> **Goal of the exercise**: Each entry below is to be reproduced exactly, though any pictures it holds must be omitted.

(Saved entries)

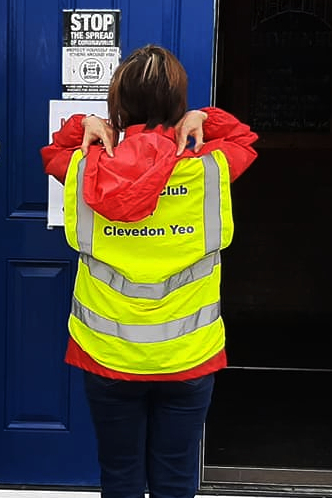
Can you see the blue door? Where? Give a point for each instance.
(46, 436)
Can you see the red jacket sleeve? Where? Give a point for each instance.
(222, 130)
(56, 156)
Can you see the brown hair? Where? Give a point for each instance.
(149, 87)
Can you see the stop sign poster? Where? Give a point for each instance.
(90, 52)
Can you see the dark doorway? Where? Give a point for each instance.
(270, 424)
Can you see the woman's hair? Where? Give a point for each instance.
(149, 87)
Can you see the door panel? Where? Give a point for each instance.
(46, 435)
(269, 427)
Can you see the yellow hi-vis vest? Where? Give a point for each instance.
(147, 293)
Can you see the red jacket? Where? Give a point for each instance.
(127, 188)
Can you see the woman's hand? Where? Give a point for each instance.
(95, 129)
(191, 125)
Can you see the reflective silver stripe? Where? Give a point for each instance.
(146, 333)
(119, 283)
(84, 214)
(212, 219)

> **Reply to the exercise**:
Can you see the blue door? Where? Give a point for each instance.
(46, 436)
Can you see the red jacket sleeve? Where? Give a point for each instance.
(222, 130)
(56, 156)
Can you see the brown hair? Where? Give a point for each instance.
(149, 87)
Can you see the stop sign poster? Where? Give a point for each instance.
(90, 52)
Can you see the dark doorway? Where? Give a point for each instance.
(270, 424)
Can you see the woman's hair? Where? Give a point for each instance.
(149, 87)
Can you see the door panel? Where? Give a point for each instance.
(46, 435)
(269, 427)
Can you see the yellow hi-vis vest? Where? Give a point for each instance.
(147, 293)
Can you see the red jacket? Where? Give a point for each instance.
(127, 188)
Can you see the woman's hand? Where? Give a point for each instance.
(95, 129)
(191, 125)
Can you see the reflective silver stripe? Where? Give a point for each instance.
(146, 333)
(119, 283)
(84, 214)
(212, 219)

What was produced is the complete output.